--- Begin ---
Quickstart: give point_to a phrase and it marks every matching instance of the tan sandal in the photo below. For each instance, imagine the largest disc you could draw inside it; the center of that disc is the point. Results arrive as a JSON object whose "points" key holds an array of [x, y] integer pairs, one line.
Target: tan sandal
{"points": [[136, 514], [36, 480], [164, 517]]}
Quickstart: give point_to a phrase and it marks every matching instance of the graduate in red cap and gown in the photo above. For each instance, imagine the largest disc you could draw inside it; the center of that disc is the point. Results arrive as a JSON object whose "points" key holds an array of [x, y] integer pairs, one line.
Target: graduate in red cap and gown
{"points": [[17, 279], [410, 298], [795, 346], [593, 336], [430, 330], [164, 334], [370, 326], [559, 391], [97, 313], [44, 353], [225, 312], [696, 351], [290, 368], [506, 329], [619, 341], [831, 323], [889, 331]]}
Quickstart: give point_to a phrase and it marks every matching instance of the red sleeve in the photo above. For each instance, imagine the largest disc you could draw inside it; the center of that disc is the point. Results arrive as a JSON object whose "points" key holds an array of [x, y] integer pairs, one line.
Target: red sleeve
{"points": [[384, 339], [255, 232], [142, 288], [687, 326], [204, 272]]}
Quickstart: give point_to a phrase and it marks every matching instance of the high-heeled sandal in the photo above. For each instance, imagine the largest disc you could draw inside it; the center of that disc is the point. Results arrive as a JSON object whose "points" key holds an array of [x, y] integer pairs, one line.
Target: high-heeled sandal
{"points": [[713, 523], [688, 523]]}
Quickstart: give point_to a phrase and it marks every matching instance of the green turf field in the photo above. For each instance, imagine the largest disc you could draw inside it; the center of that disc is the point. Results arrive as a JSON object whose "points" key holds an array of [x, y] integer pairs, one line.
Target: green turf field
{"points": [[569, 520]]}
--- End ---
▶ _REQUIREMENT_:
Convert the records from the line with "of the graduate" to the line with "Target: graduate in red cap and gown", both included, into a JSON list of strings with one string per line and no blank lines.

▶ _FINISHED ANSWER_:
[
  "Quickstart: give point_to a phrase and it marks every matching instance of the graduate in red cap and gown in the photo above. For each instance, imagine the largest disc you could draw inside it; the center of that disc is the point. Results arrive as a JSON object whose \"points\" key holds an array of [x, y] integer pairs, one line.",
  "Target: graduate in red cap and gown"
]